:: PROVIDED TEXT ::
# Fact Checking? Reporter Claims It Costs $27 To Use The Pirate Bay



## RootbeaR (Dec 9, 2006)

The two big mistakes? First, claiming that The Pirate Bay sells $27 lifetime memberships, and second, that The Pirate Bay's founders are in jail. Neither is true.

"Judge Says Blogs Not Legitimate News Source; No Shield Protections

Thus, it should come as no surprise that the judge has now ruled that Hale is not protected by shield laws because she has "no connection to any legitimate news publication." This is troubling for a variety of reasons. First, it leaves open entirely to interpretation what exactly is a "legitimate news publication." The judge seems to think it only applies to old school media, saying: "Even though our courts have liberally construed the shield law, it clearly was not intended to apply to any person communicating to another person." Sure, but that doesn't mean that an individual who posts something in the pursuit of reporting isn't media as well. It looks like Hale will appeal this decision, and hopefully other courts will recognize that you don't have to work for a big media organization to be a reporter any more."
http://www.techdirt.com/articles/20090704/1355045441.shtml


----------



## perfume (Sep 13, 2008)

The reputed journo went to "piratebay" for membership and had to pay 27$ for it! Whereas"thepiratebay"site does not charge anything. This guy was caught out by Facebookers and Tweeters for claiming that the piratebay owners are behind bars. It came as a pleasant surprise to me even because i was led to believe that they were arrested by the lay press! I was a big fan of "thepiratebay.org" when i was in early teens (twelve to fifteen) as i downloaded so much music and later music videos at that time. Those songs still form the core of my listening even these days! 

What's the big deal if the owners are sent to prison? You will never realize that you are already prisoners in this wall-less prison called Earth, bound by thoughts that wear you down until the brain becomes so fatigued that it decides to give up and slips into Alzheimer's or some other DEMENTIA!
:::
:: EXCERPTED DATA ::
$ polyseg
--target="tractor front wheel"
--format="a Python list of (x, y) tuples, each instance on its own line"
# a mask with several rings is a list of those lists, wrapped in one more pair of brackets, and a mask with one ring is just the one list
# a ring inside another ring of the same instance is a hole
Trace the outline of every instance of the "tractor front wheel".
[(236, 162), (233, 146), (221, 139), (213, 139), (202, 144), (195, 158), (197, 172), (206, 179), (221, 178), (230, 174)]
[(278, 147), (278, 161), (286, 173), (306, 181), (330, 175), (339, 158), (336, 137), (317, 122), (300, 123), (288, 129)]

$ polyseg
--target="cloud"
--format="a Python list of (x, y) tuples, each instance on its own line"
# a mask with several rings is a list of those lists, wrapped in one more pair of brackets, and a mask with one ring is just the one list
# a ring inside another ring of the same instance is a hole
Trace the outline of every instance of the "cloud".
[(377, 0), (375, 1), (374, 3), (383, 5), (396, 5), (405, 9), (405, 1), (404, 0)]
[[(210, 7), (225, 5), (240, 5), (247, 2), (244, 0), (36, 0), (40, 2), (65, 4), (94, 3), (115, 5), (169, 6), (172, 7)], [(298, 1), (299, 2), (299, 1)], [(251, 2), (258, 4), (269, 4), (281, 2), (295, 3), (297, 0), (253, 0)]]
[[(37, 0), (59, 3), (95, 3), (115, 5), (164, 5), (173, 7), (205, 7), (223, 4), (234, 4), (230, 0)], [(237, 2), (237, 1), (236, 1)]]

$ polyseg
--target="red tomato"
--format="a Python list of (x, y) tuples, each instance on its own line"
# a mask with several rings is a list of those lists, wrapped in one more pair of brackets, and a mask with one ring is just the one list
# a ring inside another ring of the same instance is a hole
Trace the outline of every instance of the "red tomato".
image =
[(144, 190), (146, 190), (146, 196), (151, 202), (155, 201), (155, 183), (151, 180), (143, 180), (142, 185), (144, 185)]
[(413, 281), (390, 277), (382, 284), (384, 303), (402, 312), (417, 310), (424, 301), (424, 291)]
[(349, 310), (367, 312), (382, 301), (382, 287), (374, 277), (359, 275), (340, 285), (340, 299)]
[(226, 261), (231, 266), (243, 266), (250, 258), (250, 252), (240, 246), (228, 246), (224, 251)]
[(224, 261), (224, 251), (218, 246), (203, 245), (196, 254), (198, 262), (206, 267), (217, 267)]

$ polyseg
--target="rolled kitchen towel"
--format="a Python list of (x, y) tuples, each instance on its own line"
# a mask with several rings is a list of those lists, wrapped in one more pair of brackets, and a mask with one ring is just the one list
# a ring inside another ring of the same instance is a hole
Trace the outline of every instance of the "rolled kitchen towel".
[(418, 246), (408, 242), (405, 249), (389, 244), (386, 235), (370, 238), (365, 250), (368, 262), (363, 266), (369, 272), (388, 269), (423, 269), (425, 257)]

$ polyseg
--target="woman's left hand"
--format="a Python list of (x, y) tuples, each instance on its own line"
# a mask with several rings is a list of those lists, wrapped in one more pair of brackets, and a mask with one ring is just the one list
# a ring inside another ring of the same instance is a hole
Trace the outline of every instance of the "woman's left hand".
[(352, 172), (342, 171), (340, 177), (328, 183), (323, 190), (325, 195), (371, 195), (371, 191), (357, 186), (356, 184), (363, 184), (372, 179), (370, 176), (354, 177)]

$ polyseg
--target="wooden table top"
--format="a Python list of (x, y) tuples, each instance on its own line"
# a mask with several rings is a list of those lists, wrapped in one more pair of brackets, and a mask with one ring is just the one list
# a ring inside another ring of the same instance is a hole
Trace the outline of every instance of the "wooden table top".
:::
=== GOAL A ===
Answer each question from the Pirate Bay thread.
(i) What price did the reporter claim The Pirate Bay charges for a lifetime membership?
(ii) Why did the judge rule that Hale is not protected by shield laws?
(iii) At what ages was the user "perfume" a big fan of "thepiratebay.org"?
=== GOAL B ===
Carry on the forum thread about the Pirate Bay reporter from the point where it stops.
The items can be set aside; nothing here depends on them.

=== EXERCISE RESULT A ===
(i) $27.
(ii) The judge ruled that she has "no connection to any legitimate news publication."
(iii) From twelve to fifteen, in the poster's early teens.

=== EXERCISE RESULT B ===
----------



## tomdkat (May 6, 2006)

RootbeaR said:


> "Judge Says Blogs Not Legitimate News Source; No Shield Protections
> 
> (snip)
> 
> Sure, but that doesn't mean that an individual who posts something in the pursuit of reporting isn't media as well. It looks like Hale will appeal this decision, and hopefully other courts will recognize that you don't have to work for a big media organization to be a reporter any more."


I agree with the judge on this. Posting on a blog doesn't make you a "journalist", nor does simply working for a large media corporation. Journalists can certainly use blogs to publish their writings but using a blog to publish writing doesn't make one a "journalist".

Peace...


----------



## acameron (Dec 20, 2004)

tomdkat said:


> I agree with the judge on this. Posting on a blog doesn't make you a "journalist"


I agree with this as well...

If it is decided otherwise ...we would be providing sheild law protection to millions of people, just because they fancy themselves as reporters, posting to their blogs and personal websites

It would be a legal nightmare and just another unecessary strain on our already strained legal system.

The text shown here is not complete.